▶ TEXTO EXTRAÍDO:
(O Globo, 22/09/2014) No início da década de 80, somente 3% das mulheres adultas haviam completado o ensino superior. A taxa entre homens não diferia muito, mas era maior: 5%. Desde então, os dados da Pesquisa Nacional por Amostra de Domicílios (Pnad), do IBGE, revelam um impressionante avanço feminino. A proporção delas com diploma universitário cresce em ritmo superior ao deles, até que em 1996 as taxas se igualam e, desde então, a distância em favor das mulheres só aumenta.
Os números da Pnad de 2013, divulgada na semana passada (já com os dados corrigidos pelo IBGE), mostram que, entre a população feminina adulta, 15% completaram o nível superior. Entre homens, a proporção é de 11%.
O avanço na escolarização feminina ajudou a diminuir as diferenças salariais, mas ainda está longe de eliminá-las. Um estudo de três pesquisadoras da UFRJ (Lena Lavinas, Ana Cordilha e Gabriela da Cruz) em cima dos registros do Ministério do Trabalho revela que, de 2001 a 2012, a remuneração média das mulheres no mercado formal cresceu de R$ 1.465 para R$ 1.805, ao passo que entre homens esse aumento foi de R$ 1.814 para 2.184. “Ao término de 11 anos, numa fase de expansão econômica sustentada, as mulheres não lograram sequer alcançar o rendimento médio masculino registrado em 2001”, observam as autoras.
Outro dado interessante do estudo das pesquisadoras da UFRJ é que o hiato salarial em favor de homens cresce de acordo com o nível de instrução. Mulheres com ensino superior completo recebem, em média, somente 60% dos rendimentos verificados entre homens. É a maior distância entre todos os grupos de escolaridade.
Esse dado é em parte influenciado pelo fato de mulheres terem maior inserção em carreiras universitárias de menor remuneração. Mas os dados do Censo de 2010 permitem verificar que, em 89% das profissões catalogadas pelo IBGE, o rendimento médio delas é menor. Ou seja, trabalhos iguais, salários nem tanto.

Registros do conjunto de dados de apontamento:
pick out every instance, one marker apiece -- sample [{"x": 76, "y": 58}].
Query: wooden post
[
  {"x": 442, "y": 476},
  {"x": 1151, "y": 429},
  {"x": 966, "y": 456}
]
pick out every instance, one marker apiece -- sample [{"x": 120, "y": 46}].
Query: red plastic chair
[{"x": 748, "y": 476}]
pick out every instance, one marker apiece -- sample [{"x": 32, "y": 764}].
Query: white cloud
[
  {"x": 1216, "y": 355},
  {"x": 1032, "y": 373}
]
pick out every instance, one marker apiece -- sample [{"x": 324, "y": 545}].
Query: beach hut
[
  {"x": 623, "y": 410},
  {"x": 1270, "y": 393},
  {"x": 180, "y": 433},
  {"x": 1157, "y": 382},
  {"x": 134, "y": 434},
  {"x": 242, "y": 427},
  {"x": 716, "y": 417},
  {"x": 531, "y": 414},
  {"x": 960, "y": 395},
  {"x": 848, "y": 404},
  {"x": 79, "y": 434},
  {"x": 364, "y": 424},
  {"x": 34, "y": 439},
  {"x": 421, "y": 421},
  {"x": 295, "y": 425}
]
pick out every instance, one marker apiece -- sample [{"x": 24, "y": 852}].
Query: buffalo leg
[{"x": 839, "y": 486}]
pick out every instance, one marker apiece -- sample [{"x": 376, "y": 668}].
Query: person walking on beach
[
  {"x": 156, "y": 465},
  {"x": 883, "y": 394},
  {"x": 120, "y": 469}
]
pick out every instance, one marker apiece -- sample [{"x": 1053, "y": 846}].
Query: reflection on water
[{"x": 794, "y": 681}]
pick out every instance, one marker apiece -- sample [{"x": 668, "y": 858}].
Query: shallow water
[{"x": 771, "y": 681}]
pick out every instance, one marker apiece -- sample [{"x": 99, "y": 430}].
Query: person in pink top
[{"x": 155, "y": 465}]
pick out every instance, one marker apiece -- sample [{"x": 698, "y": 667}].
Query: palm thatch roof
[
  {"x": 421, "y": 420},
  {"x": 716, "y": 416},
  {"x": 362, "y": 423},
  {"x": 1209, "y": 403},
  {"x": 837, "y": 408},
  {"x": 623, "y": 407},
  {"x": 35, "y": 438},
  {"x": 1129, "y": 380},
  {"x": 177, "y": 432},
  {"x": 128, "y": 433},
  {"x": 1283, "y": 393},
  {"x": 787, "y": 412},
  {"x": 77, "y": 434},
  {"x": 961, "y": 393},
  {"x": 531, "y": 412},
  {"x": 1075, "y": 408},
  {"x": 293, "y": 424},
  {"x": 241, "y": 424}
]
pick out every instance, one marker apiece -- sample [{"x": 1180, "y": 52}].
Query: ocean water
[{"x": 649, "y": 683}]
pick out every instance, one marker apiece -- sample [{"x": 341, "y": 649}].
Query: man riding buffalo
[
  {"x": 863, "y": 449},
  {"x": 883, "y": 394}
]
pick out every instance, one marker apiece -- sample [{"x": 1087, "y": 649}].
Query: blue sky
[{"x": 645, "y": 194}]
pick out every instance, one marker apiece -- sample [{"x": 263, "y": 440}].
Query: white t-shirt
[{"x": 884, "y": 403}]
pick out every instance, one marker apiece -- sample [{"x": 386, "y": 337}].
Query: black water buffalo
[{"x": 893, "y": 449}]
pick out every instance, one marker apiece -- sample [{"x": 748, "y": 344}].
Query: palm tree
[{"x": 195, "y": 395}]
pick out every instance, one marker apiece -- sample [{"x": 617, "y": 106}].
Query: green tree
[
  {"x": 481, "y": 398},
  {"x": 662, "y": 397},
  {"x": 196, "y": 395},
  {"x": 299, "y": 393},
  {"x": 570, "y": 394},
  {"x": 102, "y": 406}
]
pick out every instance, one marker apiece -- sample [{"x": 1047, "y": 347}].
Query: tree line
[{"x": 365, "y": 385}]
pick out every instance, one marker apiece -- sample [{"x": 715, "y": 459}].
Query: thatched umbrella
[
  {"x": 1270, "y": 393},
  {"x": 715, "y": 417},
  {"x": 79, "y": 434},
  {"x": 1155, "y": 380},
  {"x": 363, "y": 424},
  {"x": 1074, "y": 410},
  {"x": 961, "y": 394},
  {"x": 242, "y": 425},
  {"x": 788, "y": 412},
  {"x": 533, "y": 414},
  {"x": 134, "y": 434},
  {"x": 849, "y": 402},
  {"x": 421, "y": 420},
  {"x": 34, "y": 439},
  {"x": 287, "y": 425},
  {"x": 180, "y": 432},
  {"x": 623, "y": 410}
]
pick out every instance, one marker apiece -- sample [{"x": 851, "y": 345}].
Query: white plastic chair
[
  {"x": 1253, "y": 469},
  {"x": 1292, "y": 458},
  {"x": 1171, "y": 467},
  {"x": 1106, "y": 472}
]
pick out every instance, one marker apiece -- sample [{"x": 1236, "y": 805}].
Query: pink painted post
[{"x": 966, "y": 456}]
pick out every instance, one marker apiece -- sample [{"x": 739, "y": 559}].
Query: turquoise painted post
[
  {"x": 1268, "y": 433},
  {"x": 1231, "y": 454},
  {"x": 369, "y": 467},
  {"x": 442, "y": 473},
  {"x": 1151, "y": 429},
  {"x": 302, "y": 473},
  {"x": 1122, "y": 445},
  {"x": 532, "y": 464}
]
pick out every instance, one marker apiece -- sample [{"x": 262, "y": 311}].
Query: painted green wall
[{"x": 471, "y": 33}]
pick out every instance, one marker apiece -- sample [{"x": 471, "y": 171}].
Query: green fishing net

▶ TAREFAS A FAZER:
1. Exiba cada linha dos registros em que aparece a palavra "plastic", copiando-a sem alterações.
2. Dê sequência ao texto sobre escolaridade e salários de mulheres e homens, começando logo após a última frase apresentada.

▶ RESPOSTAS ESCRITAS:
1.
Query: red plastic chair
Query: white plastic chair

2.
Não bastasse essa desigualdade enfrentada no mercado de trabalho, elas ainda precisam superar a distribuição injusta dos afazeres domésticos. A Pnad mostra que o número de horas dedicadas a funções como cuidar dos filhos ou da casa praticamente não varia entre homens. Independentemente do grau de escolaridade, a média entre a população masculina fica entre 5 ou 7 horas semanais de trabalho não remunerado em casa.
Na população feminina, esse número já muda bastante de acordo com o grau de instrução. As que não completaram o ensino fundamental trabalham em média 28 semanais horas em casa, enquanto aquelas que chegaram ao mais alto grau acadêmico, mestrado ou doutorado, dedicam 12 horas a essa função. Ou seja, mesmo tendo pós-graduação, uma brasileira, em média, dedica mais horas a cuidar dos filhos e da casa do que um homem de qualquer nível de instrução.
Ainda assim, as mulheres não param de avançar em todas as carreiras universitárias, e já são maioria até entre os estudantes de pós-graduação no país. Quando meninas, superam os meninos em termos de aprovação e aprendizado. Depois, avançam mais no sistema e chegam em maior número aos níveis mais altos de escolaridade.
Há quem interprete esses dados como uma demonstração de que mulheres seriam mais aptas ou dedicadas aos estudos. É uma hipótese. Mas parece muito mais realista ver esse fenômeno como um efeito perverso de nossa desigualdade: em busca de salários iguais, é delas exigido esforço muito maior para compensar a discriminação que sofrem no mercado de trabalho.
Acesse o PDF: Avanço feminino, por Antônio Gois (O Globo, 22/09/2014)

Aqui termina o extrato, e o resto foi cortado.